WHAT YOU HAVE TO DO:
Put the part of the records below that opens with the line containing "point: white tablecloth, one" and closes with the line containing "Target: wood grain" into a numbered list, one line per item and both of those lines included. Leave out blank lines and everything outside that part.

INFORMATION SUPPLIED:
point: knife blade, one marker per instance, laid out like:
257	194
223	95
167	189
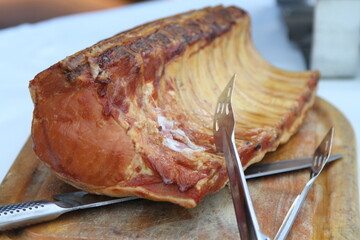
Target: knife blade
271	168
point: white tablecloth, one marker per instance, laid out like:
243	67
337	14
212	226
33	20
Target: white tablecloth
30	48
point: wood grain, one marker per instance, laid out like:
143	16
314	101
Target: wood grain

...

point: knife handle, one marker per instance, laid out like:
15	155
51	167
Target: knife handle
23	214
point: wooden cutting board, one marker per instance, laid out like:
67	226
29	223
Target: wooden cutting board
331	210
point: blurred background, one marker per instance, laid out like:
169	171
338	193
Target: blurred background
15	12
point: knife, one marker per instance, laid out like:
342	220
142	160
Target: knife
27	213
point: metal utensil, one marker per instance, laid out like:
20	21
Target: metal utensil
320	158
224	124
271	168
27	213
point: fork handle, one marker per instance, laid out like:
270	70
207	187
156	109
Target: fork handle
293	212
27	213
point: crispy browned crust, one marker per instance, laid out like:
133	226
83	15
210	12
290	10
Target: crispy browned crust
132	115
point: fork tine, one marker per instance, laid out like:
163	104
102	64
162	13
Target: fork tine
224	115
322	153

...

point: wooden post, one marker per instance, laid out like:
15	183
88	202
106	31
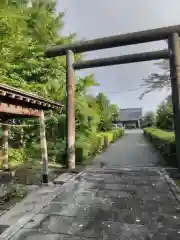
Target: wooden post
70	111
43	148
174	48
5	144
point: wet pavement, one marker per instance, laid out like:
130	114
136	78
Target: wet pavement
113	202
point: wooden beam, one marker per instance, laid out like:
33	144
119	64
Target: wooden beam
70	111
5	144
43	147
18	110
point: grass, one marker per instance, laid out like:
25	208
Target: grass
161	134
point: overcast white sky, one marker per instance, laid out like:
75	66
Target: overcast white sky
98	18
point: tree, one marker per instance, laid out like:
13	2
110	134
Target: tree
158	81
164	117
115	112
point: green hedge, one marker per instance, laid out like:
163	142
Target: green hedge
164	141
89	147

EXERCISE OUTPUT:
1. point: white tablecloth, one marker per instance, laid out like:
2. 243	67
3. 337	14
4. 212	226
5. 33	20
6. Target: white tablecloth
7. 30	48
8. point: wood grain, one marker per instance, laid out like:
9. 143	16
10. 314	101
11. Target: wood grain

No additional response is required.